What you need to do: Extend the article on Kamala Harris and Medicare for all by writing what follows its last paragraph.

Passage to read:
= Beginning of Section =
August 20, 2019 | Updates

‘People Want Choice’ In Health Care: Why Support A One-Size-Fits-All System?

WASHINGTON – As Senator Kamala Harris (D-CA) continues to face questions regarding her support for Medicare for all, Chelsea Janes of The Washington Post reports that the 2020 hopeful “admitted … that she had been uncomfortable with Sen. [Bernie] Sanders’ version of Medicare-for-All,” saying “people want choice … I don’t want to be in the business of just taking choice from them without figuring out a way to create options.”
 
When it comes to their health care, Harris is right that Americans “want choice” – which helps explain why, as The Washington Post reports, “Democrats in swing districts are increasingly worried that the outspoken embrace of Medicare-for-all by Bernie Sanders and other top Democratic presidential hopefuls could hurt their chances of keeping the House in 2020.”  As The Post also reported recently, by “veer[ing] left” with their embrace of Medicare for all, Democratic presidential hopefuls are “leaving behind [the party’s] successful midterm strategy.”

But not only is Senator Harris still a co-sponsor of Sanders’s Medicare for all bill – which would eliminate Americans’ ability to choose their coverage and instead force every American into a one-size-fits-all government-run system – even continuing to tout her support for the legislation on her U.S. Senate website.  Harris’s own Medicare for all plan, which she rolled out amid intense criticism weeks ago, would still replace every American’s existing coverage with an entirely new government-run system that would eliminate the consumer choice offered through the Affordable Care Act (ACA) and employer-provided coverage.  Notably, eighty-six percent of Americans with employer-provided coverage rate their coverage as “good” or “excellent,” according to a new national poll by the Kaiser Family Foundation.
= End of Section =
Extracted information:
= Beginning of Section =
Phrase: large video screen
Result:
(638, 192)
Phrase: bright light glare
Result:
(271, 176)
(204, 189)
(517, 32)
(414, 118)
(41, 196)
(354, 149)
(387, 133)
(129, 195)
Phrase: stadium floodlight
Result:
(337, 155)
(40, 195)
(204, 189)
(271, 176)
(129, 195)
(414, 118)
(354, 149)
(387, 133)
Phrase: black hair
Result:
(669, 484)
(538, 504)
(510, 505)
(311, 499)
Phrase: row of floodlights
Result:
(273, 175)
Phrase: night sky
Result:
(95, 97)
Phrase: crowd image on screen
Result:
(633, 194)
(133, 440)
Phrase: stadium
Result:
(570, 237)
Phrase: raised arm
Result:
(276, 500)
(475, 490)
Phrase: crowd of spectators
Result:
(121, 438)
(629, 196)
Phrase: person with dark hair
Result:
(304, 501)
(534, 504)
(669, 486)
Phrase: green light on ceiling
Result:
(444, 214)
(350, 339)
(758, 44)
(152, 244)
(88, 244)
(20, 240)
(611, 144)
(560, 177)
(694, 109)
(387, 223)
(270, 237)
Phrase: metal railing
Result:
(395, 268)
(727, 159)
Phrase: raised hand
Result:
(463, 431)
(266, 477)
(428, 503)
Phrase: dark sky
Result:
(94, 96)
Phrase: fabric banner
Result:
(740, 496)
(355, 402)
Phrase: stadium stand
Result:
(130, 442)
= End of Section =
Response for this exercise:
Meanwhile, the unaffordable costs of Medicare for all and the middle-class tax increases that would be needed to pay for it have also come into focus.  While Senator Harris claims her government-run system would not force middle-class families to pay higher taxes, CNN has reported that “[t]ax experts … say that you can’t raise enough money from taxing the rich and that the levies on all Americans may exceed the savings” supporters of Medicare for all promise.  “There’s no possible way to finance [Medicare for all] without big middle class tax increases,” the Committee for a Responsible Federal Budget’s Marc Goldwein explained to The Washington Post.  Likewise, Bloomberg finds that under Medicare for all, “[f]or many Americans … higher taxes would exceed any savings.”  At New York Magazine, Eric Levitz notes that “[i]n policy terms, [Harris’s plan] is the opposite of hard-nosed realism.  Very few left-wing economists – including those who contend that America’s fiscal deficit is too low – believe that the U.S. can afford to establish Medicare for All without charging families that earn $90,000 a year any premiums or new taxes.”

Public opinion research shows that most Americans are well aware that they’d be hit with unaffordable tax hikes under the system Senator Harris supports: “There’s one thing Americans understand about Medicare-for-all: It would mean higher taxes … Americans seem most familiar with the fact that Medicare-for-all would require massively higher taxes,” The Washington Post reports of a recent national poll by the Kaiser Family Foundation.  As Kaiser writes of their findings, “eight in 10 Americans (78%) are aware that taxes would increase for most people under such a plan.”  A previous national poll by Kaiser revealed that 60 percent oppose Medicare for all when they learn it would require most Americans to pay higher taxes.

The Partnership for America’s Health Care Future’s Voter Vitals – a new quarterly poll that tracks public opinion on health care nationwide and in 2020 battleground states – finds that “a clear majority of voters nationwide are primed to reject new government-run systems that will cost voters more to expand coverage like Medicare for All, the public option, and Medicare buy-in.  Most voters want candidates to lower costs, build on what’s working and fix what’s broken – not start over.”  This tracks closely with recent polling conducted by the Kaiser Family Foundation, which finds that the majority of Americans, including Democrats and Democratic-leaning independents, want our elected officials to build and improve upon on our current system.

And, as some candidates push the so-called public option as a moderate alternative to Medicare for all, 2020 contenders and others acknowledge such an approach would lead to the same one-size-fits-all government-run system, while a new study by Navigant finds that the public option “could place as many as 55% of rural hospitals, or 1,037 hospitals across 46 states, at high risk of closure.”